→ **Task to carry out**: Render the listing as a numbered list, from its first line up to and including the line that contains "59L81 48L82 47L82", with blank lines left out.

→ **Given data**:
● ● ● ● ● ● ●

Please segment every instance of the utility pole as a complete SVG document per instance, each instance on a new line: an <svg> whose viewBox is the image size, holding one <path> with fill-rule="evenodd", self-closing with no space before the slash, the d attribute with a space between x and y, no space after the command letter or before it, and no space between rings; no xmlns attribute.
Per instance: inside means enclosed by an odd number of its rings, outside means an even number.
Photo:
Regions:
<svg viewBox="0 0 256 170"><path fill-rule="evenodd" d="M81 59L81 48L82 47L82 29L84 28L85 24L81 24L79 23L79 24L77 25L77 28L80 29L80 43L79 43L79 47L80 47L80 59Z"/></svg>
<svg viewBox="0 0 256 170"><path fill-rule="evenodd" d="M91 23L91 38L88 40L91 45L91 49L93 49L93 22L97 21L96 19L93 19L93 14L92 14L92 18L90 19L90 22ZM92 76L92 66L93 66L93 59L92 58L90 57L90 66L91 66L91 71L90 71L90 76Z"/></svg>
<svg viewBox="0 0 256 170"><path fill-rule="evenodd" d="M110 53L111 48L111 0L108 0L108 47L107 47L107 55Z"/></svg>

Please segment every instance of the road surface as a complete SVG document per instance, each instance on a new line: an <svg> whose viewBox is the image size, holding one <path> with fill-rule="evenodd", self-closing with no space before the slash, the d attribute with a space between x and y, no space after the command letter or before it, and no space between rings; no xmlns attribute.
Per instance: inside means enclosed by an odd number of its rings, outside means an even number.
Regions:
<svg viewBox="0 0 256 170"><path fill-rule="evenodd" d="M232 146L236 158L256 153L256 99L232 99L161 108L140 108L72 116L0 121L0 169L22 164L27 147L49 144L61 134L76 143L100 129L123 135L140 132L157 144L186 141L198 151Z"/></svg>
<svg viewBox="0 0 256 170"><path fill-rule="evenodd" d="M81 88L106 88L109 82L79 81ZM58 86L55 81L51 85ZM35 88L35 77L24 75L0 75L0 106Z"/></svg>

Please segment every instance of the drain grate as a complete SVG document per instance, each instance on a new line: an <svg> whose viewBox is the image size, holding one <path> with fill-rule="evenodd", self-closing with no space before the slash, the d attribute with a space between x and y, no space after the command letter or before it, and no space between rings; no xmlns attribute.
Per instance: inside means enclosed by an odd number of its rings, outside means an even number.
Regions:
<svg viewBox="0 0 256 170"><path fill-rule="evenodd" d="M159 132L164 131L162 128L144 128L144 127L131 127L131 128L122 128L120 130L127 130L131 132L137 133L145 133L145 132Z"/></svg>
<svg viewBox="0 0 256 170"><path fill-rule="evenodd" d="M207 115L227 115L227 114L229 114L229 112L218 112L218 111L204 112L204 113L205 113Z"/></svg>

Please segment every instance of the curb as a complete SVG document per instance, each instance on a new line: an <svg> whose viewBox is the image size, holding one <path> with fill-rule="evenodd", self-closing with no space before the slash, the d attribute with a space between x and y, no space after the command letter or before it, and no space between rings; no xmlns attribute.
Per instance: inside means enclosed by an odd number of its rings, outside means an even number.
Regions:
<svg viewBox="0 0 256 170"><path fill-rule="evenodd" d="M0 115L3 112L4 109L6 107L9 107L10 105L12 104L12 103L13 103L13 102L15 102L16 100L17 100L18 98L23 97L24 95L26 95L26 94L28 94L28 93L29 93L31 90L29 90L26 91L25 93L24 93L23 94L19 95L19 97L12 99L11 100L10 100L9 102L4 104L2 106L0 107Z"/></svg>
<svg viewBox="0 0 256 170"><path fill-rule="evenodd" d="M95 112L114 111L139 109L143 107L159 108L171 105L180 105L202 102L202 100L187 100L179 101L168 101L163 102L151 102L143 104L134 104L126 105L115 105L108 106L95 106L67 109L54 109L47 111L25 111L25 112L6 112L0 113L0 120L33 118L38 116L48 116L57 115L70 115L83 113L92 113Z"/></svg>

● ● ● ● ● ● ●

→ **Reply**:
1. Please segment every instance of the utility pole as a complete SVG document per instance, each instance on a new line: an <svg> whose viewBox is the image size, holding one <path> with fill-rule="evenodd", self-closing with no space before the slash, the d attribute with a space between x and y, no space after the command letter or before it, and no space between rings; no xmlns attribute.
2. Per instance: inside means enclosed by an odd number of its rings, outside means an even number.
3. Photo:
4. Regions:
5. <svg viewBox="0 0 256 170"><path fill-rule="evenodd" d="M81 59L81 48L82 47L82 29L84 28L85 24L81 24L79 23L79 24L77 25L77 28L80 29L80 43L79 43L79 47L80 47L80 59Z"/></svg>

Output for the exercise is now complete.